:: RECORDED INFORMATION ::

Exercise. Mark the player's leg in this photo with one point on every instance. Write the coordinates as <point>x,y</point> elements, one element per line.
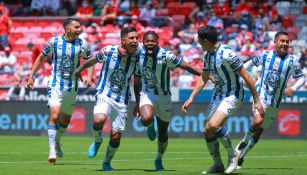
<point>118,127</point>
<point>111,150</point>
<point>147,114</point>
<point>102,110</point>
<point>67,106</point>
<point>52,132</point>
<point>99,120</point>
<point>162,143</point>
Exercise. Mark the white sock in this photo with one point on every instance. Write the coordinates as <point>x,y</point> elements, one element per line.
<point>226,142</point>
<point>109,154</point>
<point>214,150</point>
<point>52,132</point>
<point>161,149</point>
<point>251,143</point>
<point>60,131</point>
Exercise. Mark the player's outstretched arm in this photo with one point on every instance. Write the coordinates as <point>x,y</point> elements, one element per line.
<point>199,86</point>
<point>184,65</point>
<point>38,62</point>
<point>251,86</point>
<point>137,90</point>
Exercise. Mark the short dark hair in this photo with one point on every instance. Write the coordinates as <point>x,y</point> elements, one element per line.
<point>124,32</point>
<point>280,33</point>
<point>151,32</point>
<point>208,32</point>
<point>69,20</point>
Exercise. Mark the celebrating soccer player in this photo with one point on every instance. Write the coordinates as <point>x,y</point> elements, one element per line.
<point>113,91</point>
<point>66,51</point>
<point>221,61</point>
<point>277,67</point>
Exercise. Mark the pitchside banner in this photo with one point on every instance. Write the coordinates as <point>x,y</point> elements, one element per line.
<point>31,118</point>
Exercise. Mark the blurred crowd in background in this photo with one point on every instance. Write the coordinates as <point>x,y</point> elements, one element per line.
<point>247,26</point>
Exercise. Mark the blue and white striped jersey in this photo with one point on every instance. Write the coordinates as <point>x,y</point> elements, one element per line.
<point>116,73</point>
<point>155,70</point>
<point>223,64</point>
<point>274,75</point>
<point>65,58</point>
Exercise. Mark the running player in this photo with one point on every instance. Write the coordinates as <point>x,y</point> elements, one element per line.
<point>66,51</point>
<point>155,95</point>
<point>277,67</point>
<point>113,91</point>
<point>221,61</point>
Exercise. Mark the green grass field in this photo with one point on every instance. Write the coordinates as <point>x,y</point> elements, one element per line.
<point>28,156</point>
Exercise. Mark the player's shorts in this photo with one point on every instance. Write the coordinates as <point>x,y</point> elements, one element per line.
<point>116,111</point>
<point>270,114</point>
<point>65,99</point>
<point>161,104</point>
<point>227,105</point>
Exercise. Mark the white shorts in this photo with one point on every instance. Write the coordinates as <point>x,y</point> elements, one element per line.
<point>161,104</point>
<point>227,105</point>
<point>270,114</point>
<point>117,112</point>
<point>65,99</point>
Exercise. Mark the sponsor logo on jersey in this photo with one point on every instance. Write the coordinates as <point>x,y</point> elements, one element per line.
<point>289,122</point>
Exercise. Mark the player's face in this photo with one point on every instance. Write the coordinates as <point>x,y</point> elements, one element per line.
<point>74,29</point>
<point>204,44</point>
<point>150,42</point>
<point>282,44</point>
<point>130,42</point>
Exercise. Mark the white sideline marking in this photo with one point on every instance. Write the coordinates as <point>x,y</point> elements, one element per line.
<point>129,160</point>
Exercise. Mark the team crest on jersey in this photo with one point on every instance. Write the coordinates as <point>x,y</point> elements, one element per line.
<point>272,80</point>
<point>117,79</point>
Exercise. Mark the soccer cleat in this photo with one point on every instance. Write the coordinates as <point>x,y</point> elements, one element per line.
<point>159,165</point>
<point>232,164</point>
<point>151,133</point>
<point>107,167</point>
<point>239,148</point>
<point>93,149</point>
<point>240,162</point>
<point>58,150</point>
<point>52,156</point>
<point>214,169</point>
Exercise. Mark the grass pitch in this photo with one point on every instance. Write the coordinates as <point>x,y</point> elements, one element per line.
<point>28,156</point>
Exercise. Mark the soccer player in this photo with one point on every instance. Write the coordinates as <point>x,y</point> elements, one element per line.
<point>66,51</point>
<point>113,91</point>
<point>277,67</point>
<point>155,95</point>
<point>221,61</point>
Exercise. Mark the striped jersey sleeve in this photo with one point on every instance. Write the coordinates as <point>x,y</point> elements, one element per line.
<point>48,48</point>
<point>296,70</point>
<point>85,51</point>
<point>234,61</point>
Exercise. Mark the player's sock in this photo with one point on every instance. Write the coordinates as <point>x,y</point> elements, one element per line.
<point>162,146</point>
<point>60,131</point>
<point>97,133</point>
<point>111,150</point>
<point>251,143</point>
<point>214,150</point>
<point>248,134</point>
<point>52,132</point>
<point>223,136</point>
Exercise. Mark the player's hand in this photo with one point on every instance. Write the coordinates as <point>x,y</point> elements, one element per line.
<point>136,111</point>
<point>259,107</point>
<point>30,83</point>
<point>122,51</point>
<point>89,82</point>
<point>289,92</point>
<point>186,105</point>
<point>78,76</point>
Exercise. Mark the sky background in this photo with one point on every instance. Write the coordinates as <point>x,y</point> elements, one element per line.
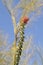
<point>35,28</point>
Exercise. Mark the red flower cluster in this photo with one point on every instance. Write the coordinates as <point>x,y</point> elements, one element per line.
<point>25,19</point>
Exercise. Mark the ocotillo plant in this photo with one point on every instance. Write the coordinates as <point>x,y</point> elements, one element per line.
<point>27,6</point>
<point>20,43</point>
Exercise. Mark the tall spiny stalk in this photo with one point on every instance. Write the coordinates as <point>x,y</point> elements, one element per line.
<point>20,45</point>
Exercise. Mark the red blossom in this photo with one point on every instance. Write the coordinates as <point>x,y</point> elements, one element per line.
<point>25,19</point>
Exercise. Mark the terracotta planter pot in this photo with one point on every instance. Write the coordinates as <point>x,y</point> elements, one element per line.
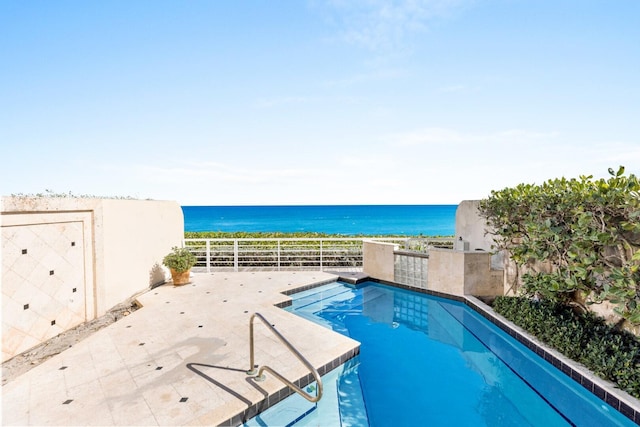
<point>180,278</point>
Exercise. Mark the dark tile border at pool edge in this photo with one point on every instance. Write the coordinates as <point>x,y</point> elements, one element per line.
<point>604,390</point>
<point>618,399</point>
<point>284,392</point>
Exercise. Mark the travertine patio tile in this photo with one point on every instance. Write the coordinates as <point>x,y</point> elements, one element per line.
<point>195,346</point>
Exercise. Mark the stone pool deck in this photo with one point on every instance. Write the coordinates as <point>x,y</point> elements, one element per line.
<point>180,359</point>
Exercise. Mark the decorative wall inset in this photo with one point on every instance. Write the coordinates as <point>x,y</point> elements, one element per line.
<point>411,269</point>
<point>43,283</point>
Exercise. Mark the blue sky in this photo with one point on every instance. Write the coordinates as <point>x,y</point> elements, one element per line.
<point>315,102</point>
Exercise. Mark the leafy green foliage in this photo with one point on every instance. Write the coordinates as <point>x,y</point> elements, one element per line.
<point>70,195</point>
<point>608,352</point>
<point>179,259</point>
<point>578,235</point>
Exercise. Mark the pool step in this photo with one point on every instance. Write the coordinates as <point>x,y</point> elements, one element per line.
<point>352,408</point>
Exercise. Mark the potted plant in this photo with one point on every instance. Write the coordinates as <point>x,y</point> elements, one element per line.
<point>179,261</point>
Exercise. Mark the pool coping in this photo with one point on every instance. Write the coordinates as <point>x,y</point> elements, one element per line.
<point>285,391</point>
<point>605,390</point>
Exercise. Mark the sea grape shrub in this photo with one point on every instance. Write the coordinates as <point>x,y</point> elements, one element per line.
<point>573,236</point>
<point>610,353</point>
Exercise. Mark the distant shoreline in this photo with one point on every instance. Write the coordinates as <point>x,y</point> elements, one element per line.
<point>295,235</point>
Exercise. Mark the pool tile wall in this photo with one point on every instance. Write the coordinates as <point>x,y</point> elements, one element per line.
<point>606,391</point>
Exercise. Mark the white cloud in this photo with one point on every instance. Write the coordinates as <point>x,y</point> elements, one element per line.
<point>385,24</point>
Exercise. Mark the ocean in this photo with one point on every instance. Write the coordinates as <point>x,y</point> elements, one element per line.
<point>348,220</point>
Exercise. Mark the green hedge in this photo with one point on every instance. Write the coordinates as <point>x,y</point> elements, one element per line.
<point>610,353</point>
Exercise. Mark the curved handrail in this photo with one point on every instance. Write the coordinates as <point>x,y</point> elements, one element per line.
<point>292,349</point>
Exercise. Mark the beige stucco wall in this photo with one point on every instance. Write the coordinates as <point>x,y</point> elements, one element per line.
<point>378,259</point>
<point>463,273</point>
<point>67,260</point>
<point>471,227</point>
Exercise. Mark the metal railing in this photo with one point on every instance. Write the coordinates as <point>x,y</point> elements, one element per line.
<point>292,253</point>
<point>258,374</point>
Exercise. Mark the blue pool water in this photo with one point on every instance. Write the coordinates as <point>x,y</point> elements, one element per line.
<point>430,361</point>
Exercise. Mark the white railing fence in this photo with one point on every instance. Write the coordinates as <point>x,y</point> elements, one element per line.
<point>336,254</point>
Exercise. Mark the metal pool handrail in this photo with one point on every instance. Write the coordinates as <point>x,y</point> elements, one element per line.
<point>292,349</point>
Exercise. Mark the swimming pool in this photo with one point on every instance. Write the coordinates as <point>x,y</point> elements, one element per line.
<point>426,360</point>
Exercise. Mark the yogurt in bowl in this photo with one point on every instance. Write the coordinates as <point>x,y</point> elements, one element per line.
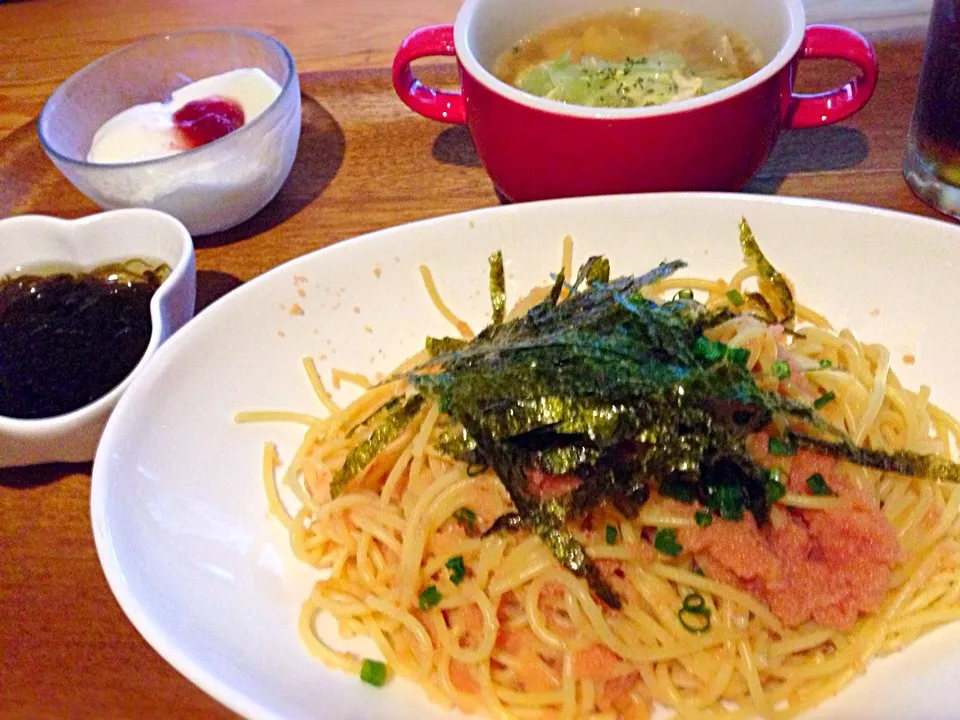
<point>196,114</point>
<point>32,242</point>
<point>209,187</point>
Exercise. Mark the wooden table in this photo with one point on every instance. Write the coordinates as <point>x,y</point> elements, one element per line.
<point>365,162</point>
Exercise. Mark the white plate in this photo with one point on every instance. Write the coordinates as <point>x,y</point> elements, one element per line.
<point>178,510</point>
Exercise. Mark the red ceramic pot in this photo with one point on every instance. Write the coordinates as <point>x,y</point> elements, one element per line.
<point>534,148</point>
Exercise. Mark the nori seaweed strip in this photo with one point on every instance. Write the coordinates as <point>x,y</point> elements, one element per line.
<point>772,283</point>
<point>557,288</point>
<point>384,434</point>
<point>498,288</point>
<point>544,518</point>
<point>931,467</point>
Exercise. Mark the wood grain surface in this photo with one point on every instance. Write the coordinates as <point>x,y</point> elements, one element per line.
<point>364,162</point>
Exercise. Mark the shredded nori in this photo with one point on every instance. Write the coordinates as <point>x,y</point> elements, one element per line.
<point>620,395</point>
<point>397,418</point>
<point>498,288</point>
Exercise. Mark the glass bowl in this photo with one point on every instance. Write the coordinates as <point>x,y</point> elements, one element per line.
<point>209,188</point>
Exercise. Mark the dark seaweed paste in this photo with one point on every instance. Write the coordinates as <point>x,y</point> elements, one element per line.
<point>68,337</point>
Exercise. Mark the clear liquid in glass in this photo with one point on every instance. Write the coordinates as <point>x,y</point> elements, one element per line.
<point>932,162</point>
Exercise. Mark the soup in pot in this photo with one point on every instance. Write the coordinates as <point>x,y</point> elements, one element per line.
<point>635,58</point>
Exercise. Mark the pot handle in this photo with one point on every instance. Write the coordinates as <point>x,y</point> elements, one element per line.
<point>442,105</point>
<point>830,41</point>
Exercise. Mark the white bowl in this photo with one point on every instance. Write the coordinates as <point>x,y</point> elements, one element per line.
<point>210,188</point>
<point>178,507</point>
<point>30,240</point>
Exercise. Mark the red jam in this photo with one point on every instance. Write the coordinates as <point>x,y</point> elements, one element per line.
<point>207,119</point>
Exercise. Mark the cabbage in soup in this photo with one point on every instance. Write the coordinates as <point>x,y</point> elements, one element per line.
<point>635,58</point>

:::

_YOUR ASSIGNMENT_. Print exactly the line containing "Exercise. Mark the wood grain" and every line after it through the end of the records above, and nothing else.

_OUTPUT FOR THIS TASK_.
Exercise. Mark the wood grain surface in this photo with one point on every instance. Write the coordinates as <point>x,y</point> elements, one element per line.
<point>364,162</point>
Exercise. Mark the shredded nori in this photo with one point on every instance. Write the coordinates as <point>x,y</point> elements, one element per line.
<point>620,395</point>
<point>397,418</point>
<point>498,288</point>
Exercise. Mark the glass bowl in this photo with one point on every instance. Write the coordinates as <point>x,y</point> elements, one element per line.
<point>209,188</point>
Exercise. Mark the dark seaweed paste in this photo with one point on every instance. Write the coordinates as <point>x,y</point> elements, one element per line.
<point>68,337</point>
Exercise. Mark the clear liquid in glass in this photo with one point on every instance. Write the coordinates as <point>x,y</point> elements, one element per line.
<point>932,162</point>
Exercise. Mark the soup in pot in this photo with one point on every instance. Write the coordinates as <point>x,y</point> elements, one element per line.
<point>635,58</point>
Exercise. Mark the pot handle in this photo with one point on every instance. Write the coordinates as <point>x,y</point> elements, one element per line.
<point>442,105</point>
<point>830,41</point>
Exercise. Mark the white bowl in this photo with one point on every instance. Write the coordinates as <point>x,y</point> elements, one element per line.
<point>210,188</point>
<point>178,507</point>
<point>30,240</point>
Exercise. Mark the red jam in this photo with one point on every instance. Write the coordinates as <point>x,y</point> elements, one element per line.
<point>207,119</point>
Exercise. Mark the cabbage in soup in this photo with one point on every instance. Write the coordinates as <point>x,y</point> elements, one element per line.
<point>635,58</point>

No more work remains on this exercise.